_PROBLEM DESCRIPTION_
Convert the items below, from the line with "According to the metadata, the white painted" through the end of the items, into a two-column CSV with the headers item_text and answer, one row per item. Put each value in a single quoted field, replacing line breaks with spaces.

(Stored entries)
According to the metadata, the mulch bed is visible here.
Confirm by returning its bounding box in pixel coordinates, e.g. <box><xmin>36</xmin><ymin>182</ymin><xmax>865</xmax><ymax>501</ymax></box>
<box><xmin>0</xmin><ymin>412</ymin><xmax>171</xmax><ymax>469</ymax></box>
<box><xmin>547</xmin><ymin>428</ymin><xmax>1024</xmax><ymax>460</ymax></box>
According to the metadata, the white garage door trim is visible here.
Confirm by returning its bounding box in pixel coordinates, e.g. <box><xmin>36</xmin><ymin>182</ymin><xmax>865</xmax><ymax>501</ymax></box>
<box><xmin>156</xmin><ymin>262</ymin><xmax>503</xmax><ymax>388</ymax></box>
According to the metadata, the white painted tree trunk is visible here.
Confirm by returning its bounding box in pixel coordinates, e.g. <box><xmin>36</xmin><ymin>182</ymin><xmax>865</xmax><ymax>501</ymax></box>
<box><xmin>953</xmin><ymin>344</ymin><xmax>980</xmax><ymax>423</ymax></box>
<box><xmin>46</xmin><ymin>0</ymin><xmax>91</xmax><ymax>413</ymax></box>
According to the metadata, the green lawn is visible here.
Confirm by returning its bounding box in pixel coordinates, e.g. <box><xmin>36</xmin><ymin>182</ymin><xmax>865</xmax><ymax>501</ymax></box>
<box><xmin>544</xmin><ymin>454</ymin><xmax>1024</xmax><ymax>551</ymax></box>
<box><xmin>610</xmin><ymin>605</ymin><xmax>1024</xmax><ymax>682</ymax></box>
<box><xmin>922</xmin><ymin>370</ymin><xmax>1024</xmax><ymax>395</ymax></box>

_EXERCISE ANSWER_
item_text,answer
"According to the metadata, the white painted tree trunk is visible here. Confirm by returning its bounding box in pixel coordinates, e.g. <box><xmin>36</xmin><ymin>182</ymin><xmax>865</xmax><ymax>501</ymax></box>","<box><xmin>953</xmin><ymin>344</ymin><xmax>980</xmax><ymax>423</ymax></box> <box><xmin>46</xmin><ymin>0</ymin><xmax>91</xmax><ymax>413</ymax></box>"
"According to the metadata, the green lawn is visible here. Confirm by returning its bounding box in pixel coordinates, e.g. <box><xmin>36</xmin><ymin>182</ymin><xmax>865</xmax><ymax>501</ymax></box>","<box><xmin>544</xmin><ymin>454</ymin><xmax>1024</xmax><ymax>551</ymax></box> <box><xmin>610</xmin><ymin>605</ymin><xmax>1024</xmax><ymax>682</ymax></box> <box><xmin>922</xmin><ymin>370</ymin><xmax>1024</xmax><ymax>395</ymax></box>"